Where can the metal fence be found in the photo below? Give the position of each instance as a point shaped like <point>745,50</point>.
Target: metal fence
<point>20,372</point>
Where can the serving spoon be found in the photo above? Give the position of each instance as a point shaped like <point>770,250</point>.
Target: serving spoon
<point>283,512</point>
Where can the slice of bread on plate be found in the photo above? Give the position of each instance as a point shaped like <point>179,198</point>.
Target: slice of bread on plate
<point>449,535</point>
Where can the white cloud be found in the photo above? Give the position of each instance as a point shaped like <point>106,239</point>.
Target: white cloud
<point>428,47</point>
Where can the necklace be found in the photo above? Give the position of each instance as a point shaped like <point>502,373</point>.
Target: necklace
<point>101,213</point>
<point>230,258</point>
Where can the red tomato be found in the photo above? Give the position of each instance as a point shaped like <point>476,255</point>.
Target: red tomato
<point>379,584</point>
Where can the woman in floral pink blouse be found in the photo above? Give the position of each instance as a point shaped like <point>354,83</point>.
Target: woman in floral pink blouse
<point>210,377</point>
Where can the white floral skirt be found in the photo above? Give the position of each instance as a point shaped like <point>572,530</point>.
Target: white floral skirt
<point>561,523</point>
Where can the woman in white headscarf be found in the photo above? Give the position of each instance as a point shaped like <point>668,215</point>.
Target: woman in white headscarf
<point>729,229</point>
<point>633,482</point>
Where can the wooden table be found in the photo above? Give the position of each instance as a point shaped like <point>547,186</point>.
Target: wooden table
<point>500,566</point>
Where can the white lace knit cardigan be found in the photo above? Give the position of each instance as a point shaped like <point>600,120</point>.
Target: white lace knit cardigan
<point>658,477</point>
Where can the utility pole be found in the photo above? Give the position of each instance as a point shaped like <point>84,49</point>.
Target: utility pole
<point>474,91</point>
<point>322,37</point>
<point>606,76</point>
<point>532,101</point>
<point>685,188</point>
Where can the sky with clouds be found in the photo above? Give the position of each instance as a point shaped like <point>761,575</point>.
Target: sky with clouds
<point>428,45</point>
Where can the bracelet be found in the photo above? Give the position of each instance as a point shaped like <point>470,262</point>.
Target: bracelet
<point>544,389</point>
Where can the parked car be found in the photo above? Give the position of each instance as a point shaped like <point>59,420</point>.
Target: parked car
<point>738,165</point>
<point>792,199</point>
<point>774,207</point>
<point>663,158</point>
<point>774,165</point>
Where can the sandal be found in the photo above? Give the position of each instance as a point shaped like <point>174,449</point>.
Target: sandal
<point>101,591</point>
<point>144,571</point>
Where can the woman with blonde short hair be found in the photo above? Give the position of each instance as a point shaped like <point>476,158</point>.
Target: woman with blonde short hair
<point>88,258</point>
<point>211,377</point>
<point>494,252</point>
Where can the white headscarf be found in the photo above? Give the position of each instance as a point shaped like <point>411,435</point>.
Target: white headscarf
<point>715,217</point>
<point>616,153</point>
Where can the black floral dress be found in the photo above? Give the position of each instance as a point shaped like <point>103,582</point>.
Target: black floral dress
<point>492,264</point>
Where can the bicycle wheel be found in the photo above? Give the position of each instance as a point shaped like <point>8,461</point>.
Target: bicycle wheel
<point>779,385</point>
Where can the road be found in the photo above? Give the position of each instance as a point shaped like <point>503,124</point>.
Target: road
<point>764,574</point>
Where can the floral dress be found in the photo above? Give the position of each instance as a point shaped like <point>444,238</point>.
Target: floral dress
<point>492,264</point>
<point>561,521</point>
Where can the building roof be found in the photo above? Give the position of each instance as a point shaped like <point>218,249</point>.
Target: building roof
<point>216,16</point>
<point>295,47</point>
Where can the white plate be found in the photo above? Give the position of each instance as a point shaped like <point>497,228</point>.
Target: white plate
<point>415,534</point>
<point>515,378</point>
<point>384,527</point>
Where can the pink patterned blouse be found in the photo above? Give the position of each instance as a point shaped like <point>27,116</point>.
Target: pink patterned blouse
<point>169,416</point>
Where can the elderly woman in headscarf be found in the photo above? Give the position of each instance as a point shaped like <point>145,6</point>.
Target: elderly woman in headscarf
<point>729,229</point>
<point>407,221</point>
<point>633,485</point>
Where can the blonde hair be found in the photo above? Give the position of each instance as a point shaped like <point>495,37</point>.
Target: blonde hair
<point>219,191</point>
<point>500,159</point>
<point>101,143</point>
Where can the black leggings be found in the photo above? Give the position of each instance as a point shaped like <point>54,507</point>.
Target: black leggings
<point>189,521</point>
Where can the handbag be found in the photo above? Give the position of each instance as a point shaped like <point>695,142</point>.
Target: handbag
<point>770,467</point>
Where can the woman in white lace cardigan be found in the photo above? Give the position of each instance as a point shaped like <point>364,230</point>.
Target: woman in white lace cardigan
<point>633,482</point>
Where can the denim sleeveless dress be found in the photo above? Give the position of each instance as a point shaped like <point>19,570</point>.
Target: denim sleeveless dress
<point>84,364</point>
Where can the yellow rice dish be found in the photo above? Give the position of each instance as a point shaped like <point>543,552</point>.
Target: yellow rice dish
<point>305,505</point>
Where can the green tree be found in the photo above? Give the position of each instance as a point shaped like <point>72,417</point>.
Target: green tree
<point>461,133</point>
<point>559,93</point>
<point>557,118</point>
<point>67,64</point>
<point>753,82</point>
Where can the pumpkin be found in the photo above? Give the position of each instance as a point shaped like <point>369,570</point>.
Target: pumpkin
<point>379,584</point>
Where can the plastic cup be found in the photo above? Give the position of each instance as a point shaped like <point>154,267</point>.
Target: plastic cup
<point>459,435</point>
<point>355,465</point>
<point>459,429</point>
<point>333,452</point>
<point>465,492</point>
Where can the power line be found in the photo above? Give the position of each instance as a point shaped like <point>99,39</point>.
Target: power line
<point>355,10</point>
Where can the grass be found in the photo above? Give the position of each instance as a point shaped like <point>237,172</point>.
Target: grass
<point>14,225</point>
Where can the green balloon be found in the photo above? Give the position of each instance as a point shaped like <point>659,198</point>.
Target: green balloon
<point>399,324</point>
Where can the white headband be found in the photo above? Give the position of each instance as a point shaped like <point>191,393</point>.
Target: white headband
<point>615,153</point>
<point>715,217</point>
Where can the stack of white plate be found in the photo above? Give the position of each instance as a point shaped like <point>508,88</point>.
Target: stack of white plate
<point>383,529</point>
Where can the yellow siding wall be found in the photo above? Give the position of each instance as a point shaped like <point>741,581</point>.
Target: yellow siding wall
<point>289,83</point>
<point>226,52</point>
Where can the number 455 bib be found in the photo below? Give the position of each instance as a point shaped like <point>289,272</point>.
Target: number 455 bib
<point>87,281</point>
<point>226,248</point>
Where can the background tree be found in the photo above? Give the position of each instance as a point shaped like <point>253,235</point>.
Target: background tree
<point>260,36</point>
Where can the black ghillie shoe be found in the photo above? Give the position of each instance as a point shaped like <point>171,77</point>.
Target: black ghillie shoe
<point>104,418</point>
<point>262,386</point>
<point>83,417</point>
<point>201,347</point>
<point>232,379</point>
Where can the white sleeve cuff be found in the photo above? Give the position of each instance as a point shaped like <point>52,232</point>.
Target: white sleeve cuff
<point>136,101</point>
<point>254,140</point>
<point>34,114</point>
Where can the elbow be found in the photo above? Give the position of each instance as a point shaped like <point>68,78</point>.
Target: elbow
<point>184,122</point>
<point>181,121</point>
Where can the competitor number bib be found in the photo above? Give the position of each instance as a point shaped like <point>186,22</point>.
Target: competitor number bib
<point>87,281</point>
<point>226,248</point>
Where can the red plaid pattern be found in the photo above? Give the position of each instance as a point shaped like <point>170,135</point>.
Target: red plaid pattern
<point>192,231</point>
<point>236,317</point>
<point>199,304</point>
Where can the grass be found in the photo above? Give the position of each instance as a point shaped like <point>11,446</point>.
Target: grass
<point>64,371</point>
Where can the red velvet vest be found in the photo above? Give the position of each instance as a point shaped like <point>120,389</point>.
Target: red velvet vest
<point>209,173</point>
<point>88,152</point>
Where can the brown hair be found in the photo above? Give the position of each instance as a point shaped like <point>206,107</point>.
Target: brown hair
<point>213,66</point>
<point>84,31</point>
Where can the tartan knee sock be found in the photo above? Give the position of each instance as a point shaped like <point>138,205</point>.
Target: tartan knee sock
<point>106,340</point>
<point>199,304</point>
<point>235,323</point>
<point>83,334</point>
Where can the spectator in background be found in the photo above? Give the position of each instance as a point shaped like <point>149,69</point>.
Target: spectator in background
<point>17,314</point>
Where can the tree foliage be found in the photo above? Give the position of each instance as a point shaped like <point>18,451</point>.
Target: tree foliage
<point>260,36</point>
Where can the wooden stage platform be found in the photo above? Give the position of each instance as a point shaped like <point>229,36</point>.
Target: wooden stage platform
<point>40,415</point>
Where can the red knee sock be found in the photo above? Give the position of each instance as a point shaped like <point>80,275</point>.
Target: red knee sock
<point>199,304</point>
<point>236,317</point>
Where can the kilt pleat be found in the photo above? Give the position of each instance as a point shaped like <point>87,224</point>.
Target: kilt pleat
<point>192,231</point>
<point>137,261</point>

++++++++++

(PROBLEM):
Rewrite the records as a JSON list of strings, one string per line with blank lines left out. Cover only the lines from the start of the records up to and including the line with "<point>283,512</point>".

(ANSWER FOR THE TASK):
[
  "Where can the metal fence be found in the photo below? Give the position of each instance as a point shaped like <point>745,50</point>.",
  "Target: metal fence",
  "<point>20,372</point>",
  "Where can the serving spoon be found in the photo above? Give the position of each instance as a point shaped like <point>770,250</point>.",
  "Target: serving spoon",
  "<point>283,512</point>"
]